Extracted records
┌──

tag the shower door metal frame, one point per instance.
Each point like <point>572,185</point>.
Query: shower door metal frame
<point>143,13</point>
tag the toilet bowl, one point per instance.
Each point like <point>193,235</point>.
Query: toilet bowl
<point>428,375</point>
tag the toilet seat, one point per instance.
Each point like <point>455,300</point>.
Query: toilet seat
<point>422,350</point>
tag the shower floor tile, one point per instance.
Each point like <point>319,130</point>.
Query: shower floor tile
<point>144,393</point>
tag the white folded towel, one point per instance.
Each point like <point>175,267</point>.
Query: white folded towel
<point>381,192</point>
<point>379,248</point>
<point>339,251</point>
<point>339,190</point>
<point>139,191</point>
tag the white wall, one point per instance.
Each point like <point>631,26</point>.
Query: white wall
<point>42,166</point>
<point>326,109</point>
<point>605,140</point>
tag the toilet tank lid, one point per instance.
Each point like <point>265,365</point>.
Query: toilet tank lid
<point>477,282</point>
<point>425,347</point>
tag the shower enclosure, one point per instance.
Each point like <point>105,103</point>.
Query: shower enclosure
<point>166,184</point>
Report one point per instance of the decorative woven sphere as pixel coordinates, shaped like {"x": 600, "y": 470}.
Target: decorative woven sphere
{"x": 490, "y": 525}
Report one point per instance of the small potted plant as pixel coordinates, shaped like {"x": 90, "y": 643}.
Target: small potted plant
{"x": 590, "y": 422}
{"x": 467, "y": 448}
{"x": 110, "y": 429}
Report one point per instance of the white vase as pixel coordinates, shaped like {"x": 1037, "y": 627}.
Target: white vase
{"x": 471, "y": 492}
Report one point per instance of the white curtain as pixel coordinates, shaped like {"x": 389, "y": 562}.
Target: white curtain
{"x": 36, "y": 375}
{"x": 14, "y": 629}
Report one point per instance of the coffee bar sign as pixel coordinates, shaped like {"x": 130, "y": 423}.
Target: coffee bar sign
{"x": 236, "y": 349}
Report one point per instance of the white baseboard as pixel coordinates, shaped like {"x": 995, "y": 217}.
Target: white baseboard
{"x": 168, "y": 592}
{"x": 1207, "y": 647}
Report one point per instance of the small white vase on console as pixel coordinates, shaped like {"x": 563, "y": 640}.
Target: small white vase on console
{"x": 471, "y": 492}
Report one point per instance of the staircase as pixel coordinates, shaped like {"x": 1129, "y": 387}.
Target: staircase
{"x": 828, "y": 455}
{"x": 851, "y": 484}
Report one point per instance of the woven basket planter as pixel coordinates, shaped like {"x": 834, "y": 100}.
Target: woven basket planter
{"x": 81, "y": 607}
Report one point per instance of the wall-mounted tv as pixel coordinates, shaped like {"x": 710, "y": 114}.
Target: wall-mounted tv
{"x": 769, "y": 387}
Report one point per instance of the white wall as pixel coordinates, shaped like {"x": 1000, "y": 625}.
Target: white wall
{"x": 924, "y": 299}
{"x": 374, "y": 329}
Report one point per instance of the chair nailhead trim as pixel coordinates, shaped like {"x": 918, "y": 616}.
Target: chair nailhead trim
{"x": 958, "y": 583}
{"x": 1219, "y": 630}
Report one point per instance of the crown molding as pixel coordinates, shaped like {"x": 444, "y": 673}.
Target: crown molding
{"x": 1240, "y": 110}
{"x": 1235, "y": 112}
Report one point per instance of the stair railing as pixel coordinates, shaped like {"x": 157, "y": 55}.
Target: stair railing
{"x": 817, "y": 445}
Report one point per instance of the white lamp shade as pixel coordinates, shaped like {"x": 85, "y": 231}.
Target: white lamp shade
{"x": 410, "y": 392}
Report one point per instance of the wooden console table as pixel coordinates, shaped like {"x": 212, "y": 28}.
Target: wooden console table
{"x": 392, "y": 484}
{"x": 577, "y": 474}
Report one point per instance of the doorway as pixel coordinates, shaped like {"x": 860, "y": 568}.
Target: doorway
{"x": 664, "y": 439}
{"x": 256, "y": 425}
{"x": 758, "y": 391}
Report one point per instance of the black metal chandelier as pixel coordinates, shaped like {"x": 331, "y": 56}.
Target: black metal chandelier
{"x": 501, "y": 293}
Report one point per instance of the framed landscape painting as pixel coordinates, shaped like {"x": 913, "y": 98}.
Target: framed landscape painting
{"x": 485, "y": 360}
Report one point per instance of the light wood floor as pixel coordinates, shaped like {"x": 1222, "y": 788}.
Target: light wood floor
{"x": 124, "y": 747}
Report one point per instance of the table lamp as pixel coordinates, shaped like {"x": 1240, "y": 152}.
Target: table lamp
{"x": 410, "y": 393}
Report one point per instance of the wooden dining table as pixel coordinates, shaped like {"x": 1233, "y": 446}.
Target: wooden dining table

└──

The task: Lay out all of the rows above as a numbered list, leaving out any blank lines.

In response:
1. tag the shower door metal frame, one point per instance.
2. Each point like <point>572,185</point>.
3. Query: shower door metal frame
4. <point>143,13</point>
5. tag the toilet bowl, one point per instance.
6. Each point like <point>193,235</point>.
7. Query: toilet bowl
8. <point>428,375</point>
9. tag the toilet seat, one point per instance.
10. Each point like <point>455,300</point>.
11. Query: toilet seat
12. <point>422,350</point>
13. tag the shower floor tile, one point per instance.
14. Each point like <point>319,130</point>.
15. Query: shower floor tile
16. <point>144,393</point>
17. tag the white folded towel, one point per instance.
18. Each point like <point>175,267</point>.
19. Query: white folded towel
20. <point>381,192</point>
21. <point>379,248</point>
22. <point>339,251</point>
23. <point>339,190</point>
24. <point>139,191</point>
25. tag the white wall, one point per instance.
26. Each point like <point>631,26</point>.
27. Query: white wall
28. <point>42,166</point>
29. <point>326,109</point>
30. <point>605,140</point>
31. tag the toilet tank lid, one point per instance.
32. Each point like <point>265,365</point>.
33. Query: toilet tank lid
34. <point>477,282</point>
35. <point>425,347</point>
36. tag the shower enclosure, one point per instance.
37. Each point like <point>105,103</point>.
38. Query: shower enclosure
39. <point>166,184</point>
40. Report one point per instance of the decorative woven sphere as pixel coordinates, shaped like {"x": 600, "y": 470}.
41. Target: decorative woven sphere
42. {"x": 490, "y": 525}
43. Report one point per instance of the small potted plant as pixel coordinates, shaped like {"x": 90, "y": 643}.
44. Target: small potted plant
45. {"x": 590, "y": 422}
46. {"x": 467, "y": 448}
47. {"x": 110, "y": 429}
48. Report one point per instance of the white vase as pixel coordinates, shaped like {"x": 1037, "y": 627}.
49. Target: white vase
50. {"x": 471, "y": 492}
51. Report one point per instance of the white curtain as pixel coordinates, shaped like {"x": 389, "y": 562}.
52. Target: white curtain
53. {"x": 36, "y": 375}
54. {"x": 14, "y": 629}
55. Report one point per instance of the coffee bar sign as pixel coordinates, shaped like {"x": 130, "y": 423}.
56. Target: coffee bar sign
57. {"x": 236, "y": 349}
58. Report one point per instance of the white baseboard as pixel coordinates, shaped like {"x": 995, "y": 217}.
59. Target: white baseboard
60. {"x": 168, "y": 592}
61. {"x": 1207, "y": 647}
62. Report one point per instance of the small white vase on console as pixel coordinates, shaped like {"x": 563, "y": 640}.
63. Target: small white vase on console
64. {"x": 471, "y": 492}
65. Report one point per instance of the staircase as pixel coordinates, shaped like {"x": 1129, "y": 387}.
66. Target: staircase
67. {"x": 828, "y": 455}
68. {"x": 851, "y": 484}
69. Report one point per instance of the woven basket planter as pixel coordinates, shaped like {"x": 834, "y": 100}.
70. Target: woven basket planter
71. {"x": 81, "y": 607}
72. Report one point per instance of the wall-mounted tv as pixel coordinates, shaped like {"x": 710, "y": 114}.
73. Target: wall-mounted tv
74. {"x": 769, "y": 387}
75. Report one point per instance of the white wall as pixel coordinates, shaped like {"x": 1000, "y": 625}.
76. Target: white wall
77. {"x": 924, "y": 299}
78. {"x": 374, "y": 329}
79. Report one point per instance of the chair nailhead trim as pixel coordinates, shaped like {"x": 918, "y": 616}.
80. Target: chair nailhead trim
81. {"x": 958, "y": 583}
82. {"x": 1219, "y": 630}
83. Report one point per instance of the crown molding as pixel coordinates, shaped like {"x": 444, "y": 673}.
84. Target: crown molding
85. {"x": 1240, "y": 110}
86. {"x": 1235, "y": 112}
87. Report one point per instance of the stair railing as pixel coordinates, shaped like {"x": 157, "y": 55}.
88. Target: stair railing
89. {"x": 817, "y": 445}
90. Report one point per instance of the white lamp shade as pixel coordinates, shaped like {"x": 85, "y": 231}.
91. Target: white lamp shade
92. {"x": 410, "y": 392}
93. Report one point per instance of the wooden console table as pixel coordinates, shaped like {"x": 212, "y": 28}.
94. Target: wooden console table
95. {"x": 392, "y": 484}
96. {"x": 577, "y": 474}
97. Report one point per instance of the doorway as pixel coordinates, shaped like {"x": 860, "y": 568}.
98. Target: doorway
99. {"x": 664, "y": 439}
100. {"x": 256, "y": 425}
101. {"x": 758, "y": 391}
102. Report one point per instance of the black metal chandelier as pixel coordinates, shaped like {"x": 331, "y": 56}.
103. Target: black metal chandelier
104. {"x": 501, "y": 293}
105. Report one point per instance of the framed landscape painting as pixel coordinates, shaped like {"x": 913, "y": 98}.
106. Target: framed landscape painting
107. {"x": 485, "y": 360}
108. Report one point per instance of the light wood floor as pixel coordinates, shaped like {"x": 1222, "y": 788}.
109. Target: light wood floor
110. {"x": 124, "y": 747}
111. Report one point per instance of the table lamp as pixel coordinates, shaped like {"x": 1240, "y": 152}.
112. Target: table lamp
113. {"x": 410, "y": 393}
114. Report one point per instance of the wooden dining table as pixel coordinates, shaped like {"x": 1233, "y": 446}.
115. Target: wooden dining table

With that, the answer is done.